- _Supplied information_:
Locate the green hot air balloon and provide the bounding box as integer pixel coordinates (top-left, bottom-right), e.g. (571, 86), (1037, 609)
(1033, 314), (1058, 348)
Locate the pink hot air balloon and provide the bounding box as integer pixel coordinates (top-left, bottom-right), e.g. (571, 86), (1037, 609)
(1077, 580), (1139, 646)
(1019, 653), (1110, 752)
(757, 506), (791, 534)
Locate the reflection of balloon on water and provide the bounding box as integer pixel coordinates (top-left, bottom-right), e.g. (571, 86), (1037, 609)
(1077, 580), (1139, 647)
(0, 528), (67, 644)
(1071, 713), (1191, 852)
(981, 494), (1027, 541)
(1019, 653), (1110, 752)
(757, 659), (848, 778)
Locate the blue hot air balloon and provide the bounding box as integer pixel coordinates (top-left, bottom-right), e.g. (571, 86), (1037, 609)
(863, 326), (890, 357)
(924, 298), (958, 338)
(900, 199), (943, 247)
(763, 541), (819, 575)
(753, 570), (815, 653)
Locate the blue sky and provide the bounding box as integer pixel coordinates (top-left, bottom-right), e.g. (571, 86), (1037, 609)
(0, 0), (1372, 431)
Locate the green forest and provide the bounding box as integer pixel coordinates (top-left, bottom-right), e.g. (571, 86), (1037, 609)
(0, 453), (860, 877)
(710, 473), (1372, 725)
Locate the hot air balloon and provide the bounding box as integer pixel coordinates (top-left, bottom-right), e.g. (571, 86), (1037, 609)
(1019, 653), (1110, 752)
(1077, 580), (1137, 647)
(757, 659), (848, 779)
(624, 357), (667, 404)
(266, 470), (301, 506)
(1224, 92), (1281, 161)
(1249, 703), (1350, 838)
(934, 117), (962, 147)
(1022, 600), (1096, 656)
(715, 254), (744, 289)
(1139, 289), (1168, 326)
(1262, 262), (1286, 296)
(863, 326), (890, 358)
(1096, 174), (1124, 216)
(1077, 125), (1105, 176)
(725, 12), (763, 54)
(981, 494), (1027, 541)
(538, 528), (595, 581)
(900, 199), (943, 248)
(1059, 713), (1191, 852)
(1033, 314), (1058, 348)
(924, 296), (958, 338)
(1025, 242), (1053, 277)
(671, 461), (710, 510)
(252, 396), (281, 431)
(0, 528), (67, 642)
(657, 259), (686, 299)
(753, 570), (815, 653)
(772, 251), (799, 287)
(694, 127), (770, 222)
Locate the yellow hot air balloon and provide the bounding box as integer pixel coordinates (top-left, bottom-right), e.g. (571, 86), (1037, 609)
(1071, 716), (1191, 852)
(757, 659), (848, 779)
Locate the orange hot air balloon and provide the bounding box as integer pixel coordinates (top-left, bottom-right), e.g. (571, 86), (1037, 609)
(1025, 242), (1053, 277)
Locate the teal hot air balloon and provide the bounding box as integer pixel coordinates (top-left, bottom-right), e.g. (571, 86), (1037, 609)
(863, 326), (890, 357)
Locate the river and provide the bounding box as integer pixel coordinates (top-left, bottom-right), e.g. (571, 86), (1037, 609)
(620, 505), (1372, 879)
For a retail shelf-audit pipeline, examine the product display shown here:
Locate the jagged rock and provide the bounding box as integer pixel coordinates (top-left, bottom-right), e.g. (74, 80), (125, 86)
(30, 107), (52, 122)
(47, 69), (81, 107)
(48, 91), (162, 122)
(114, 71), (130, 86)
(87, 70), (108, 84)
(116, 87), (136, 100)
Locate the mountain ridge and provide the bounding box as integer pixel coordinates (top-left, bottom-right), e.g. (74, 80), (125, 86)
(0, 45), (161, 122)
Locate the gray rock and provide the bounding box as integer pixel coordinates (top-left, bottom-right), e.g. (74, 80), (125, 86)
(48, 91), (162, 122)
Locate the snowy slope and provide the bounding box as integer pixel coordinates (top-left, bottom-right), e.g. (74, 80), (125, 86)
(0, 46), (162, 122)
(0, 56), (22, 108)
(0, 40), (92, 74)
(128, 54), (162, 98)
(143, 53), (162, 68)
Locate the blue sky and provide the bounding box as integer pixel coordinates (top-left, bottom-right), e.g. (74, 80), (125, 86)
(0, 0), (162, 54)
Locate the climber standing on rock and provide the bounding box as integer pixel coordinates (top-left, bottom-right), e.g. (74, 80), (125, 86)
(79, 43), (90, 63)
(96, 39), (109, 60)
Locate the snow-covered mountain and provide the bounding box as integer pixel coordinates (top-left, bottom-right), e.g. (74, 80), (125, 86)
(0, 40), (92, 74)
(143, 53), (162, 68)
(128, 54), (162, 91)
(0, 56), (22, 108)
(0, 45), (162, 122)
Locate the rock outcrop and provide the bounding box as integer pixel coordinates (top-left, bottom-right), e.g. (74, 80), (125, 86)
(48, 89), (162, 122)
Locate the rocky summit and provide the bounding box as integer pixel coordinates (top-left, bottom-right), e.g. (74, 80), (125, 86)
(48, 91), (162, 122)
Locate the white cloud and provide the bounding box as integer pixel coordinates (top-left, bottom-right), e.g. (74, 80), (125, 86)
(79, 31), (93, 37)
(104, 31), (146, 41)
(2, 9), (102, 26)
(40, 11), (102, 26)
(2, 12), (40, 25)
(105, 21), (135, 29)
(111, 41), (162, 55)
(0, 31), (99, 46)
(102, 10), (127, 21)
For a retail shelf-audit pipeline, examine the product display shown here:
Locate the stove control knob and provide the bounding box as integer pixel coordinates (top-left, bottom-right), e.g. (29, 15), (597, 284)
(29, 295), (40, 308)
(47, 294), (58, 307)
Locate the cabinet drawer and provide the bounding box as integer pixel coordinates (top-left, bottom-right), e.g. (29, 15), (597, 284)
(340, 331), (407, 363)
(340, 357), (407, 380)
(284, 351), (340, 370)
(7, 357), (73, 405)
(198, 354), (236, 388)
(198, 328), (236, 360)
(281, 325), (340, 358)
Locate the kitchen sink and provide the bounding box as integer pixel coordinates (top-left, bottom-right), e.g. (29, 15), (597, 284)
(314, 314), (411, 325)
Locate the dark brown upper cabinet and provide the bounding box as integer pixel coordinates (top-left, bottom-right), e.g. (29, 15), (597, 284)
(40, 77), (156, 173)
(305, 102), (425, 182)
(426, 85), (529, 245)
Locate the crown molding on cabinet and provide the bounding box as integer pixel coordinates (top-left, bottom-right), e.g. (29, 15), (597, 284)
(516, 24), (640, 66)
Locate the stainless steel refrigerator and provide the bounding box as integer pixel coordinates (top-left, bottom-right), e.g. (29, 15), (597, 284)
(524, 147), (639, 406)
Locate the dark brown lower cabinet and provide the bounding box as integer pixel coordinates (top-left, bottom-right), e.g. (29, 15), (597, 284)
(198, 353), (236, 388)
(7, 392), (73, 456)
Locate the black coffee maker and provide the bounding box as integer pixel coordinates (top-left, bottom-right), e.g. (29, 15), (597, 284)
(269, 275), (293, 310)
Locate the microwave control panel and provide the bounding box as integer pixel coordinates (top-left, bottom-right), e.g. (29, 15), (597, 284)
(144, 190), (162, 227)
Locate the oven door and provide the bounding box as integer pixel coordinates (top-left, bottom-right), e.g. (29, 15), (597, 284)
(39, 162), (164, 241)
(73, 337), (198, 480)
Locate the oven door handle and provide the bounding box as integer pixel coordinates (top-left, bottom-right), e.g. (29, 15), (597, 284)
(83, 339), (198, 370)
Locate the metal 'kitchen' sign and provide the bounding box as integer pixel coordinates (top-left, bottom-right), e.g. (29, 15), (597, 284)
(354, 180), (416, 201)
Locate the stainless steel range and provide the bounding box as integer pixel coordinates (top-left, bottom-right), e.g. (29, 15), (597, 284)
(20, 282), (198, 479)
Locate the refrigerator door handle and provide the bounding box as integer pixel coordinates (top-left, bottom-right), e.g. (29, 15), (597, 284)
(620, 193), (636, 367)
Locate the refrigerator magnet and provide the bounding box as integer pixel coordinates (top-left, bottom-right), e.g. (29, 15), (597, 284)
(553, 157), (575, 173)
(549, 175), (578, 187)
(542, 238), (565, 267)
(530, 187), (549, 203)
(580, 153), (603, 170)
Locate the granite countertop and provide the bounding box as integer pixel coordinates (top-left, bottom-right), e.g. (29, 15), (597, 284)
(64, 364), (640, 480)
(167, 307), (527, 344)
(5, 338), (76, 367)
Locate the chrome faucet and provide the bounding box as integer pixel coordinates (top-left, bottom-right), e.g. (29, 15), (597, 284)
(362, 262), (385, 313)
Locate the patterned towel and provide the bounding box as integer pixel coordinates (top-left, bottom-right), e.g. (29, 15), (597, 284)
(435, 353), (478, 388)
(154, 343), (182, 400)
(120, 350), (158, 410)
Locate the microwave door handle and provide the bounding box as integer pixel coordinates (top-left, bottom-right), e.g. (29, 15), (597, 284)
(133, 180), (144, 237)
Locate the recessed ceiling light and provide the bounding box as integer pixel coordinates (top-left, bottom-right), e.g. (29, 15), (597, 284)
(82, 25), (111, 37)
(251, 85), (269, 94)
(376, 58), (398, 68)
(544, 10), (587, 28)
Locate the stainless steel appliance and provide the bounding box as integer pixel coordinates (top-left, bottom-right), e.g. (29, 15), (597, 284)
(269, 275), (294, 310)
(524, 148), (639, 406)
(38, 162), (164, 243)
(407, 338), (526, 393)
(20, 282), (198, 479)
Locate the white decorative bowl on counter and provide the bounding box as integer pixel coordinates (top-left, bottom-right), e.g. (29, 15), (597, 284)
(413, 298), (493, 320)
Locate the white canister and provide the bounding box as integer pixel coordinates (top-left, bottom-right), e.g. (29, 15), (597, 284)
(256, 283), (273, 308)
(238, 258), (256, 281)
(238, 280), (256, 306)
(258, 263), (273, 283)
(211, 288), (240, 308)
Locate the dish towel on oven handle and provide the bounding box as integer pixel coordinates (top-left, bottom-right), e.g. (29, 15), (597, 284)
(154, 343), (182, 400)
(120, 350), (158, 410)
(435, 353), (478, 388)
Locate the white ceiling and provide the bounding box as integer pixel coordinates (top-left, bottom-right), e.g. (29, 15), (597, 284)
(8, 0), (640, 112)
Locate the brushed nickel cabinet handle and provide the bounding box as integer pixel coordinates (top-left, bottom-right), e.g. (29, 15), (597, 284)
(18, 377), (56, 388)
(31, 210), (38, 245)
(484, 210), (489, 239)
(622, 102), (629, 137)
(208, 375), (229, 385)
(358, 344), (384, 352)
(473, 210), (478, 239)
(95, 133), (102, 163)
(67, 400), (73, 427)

- _Stated goal_:
Output the material between the line containing "Locate the cabinet" and the line containing "(314, 314), (411, 325)", inclusive, as a Markdown table with the columns Row and Line, skipping any blank lines.

- _Output of the task_:
| Row | Line |
|---|---|
| 1 | Locate the cabinet drawer and provide the bounding box as integer pixel coordinates (top-left, bottom-right), e.g. (29, 15), (597, 284) |
| 2 | (340, 331), (407, 363) |
| 3 | (340, 357), (407, 380) |
| 4 | (284, 351), (340, 370) |
| 5 | (7, 357), (73, 405) |
| 6 | (198, 354), (236, 388) |
| 7 | (198, 328), (236, 360) |
| 8 | (281, 325), (340, 358) |
| 9 | Locate the kitchen sink and provide the bounding box as integer pixel coordinates (top-left, bottom-right), e.g. (29, 15), (597, 284) |
| 10 | (314, 314), (411, 325) |